Stored dataset items
──────────────────────────────

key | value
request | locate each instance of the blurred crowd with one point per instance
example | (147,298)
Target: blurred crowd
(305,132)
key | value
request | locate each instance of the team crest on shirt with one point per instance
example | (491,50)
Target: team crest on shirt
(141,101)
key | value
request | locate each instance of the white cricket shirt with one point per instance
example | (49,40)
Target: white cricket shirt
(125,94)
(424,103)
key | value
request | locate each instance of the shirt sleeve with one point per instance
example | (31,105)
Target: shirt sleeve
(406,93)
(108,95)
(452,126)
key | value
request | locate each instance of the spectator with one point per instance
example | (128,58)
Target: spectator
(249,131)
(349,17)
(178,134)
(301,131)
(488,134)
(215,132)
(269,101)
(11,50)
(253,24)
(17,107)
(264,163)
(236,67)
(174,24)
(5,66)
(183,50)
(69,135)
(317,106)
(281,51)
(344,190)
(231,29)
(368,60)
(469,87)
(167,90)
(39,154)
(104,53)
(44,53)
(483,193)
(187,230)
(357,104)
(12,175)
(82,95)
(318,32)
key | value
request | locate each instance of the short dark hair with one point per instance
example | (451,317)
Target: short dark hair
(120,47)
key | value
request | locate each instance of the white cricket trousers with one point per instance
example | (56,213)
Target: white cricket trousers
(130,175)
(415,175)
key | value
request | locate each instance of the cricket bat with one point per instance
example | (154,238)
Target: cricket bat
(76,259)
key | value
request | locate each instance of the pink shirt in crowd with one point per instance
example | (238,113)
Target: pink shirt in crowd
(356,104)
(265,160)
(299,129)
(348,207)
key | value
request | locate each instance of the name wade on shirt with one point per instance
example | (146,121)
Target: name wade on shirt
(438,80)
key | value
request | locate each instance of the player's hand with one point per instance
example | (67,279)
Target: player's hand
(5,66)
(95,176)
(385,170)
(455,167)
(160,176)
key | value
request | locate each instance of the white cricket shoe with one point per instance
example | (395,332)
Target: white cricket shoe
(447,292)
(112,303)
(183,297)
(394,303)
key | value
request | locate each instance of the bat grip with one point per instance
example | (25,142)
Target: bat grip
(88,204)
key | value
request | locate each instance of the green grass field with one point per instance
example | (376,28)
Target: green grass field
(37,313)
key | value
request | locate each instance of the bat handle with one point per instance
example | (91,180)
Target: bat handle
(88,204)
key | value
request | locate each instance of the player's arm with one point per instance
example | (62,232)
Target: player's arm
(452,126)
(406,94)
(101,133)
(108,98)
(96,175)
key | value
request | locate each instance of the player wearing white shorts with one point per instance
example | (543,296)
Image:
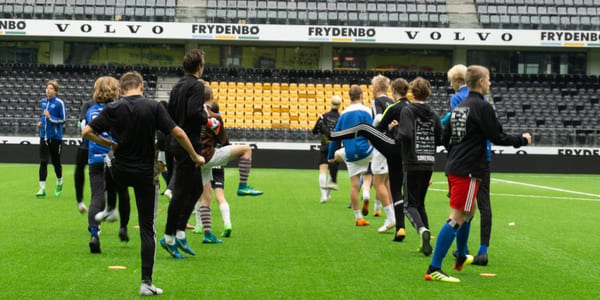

──────────────────────────────

_What is asked_
Which lines in the stored dataset items above contain the string "team"? List every one of them in full, matching case exactly.

_Solved problem_
request | locate each instance of the team crest on shirt with one point per instance
Target: team crest on shirt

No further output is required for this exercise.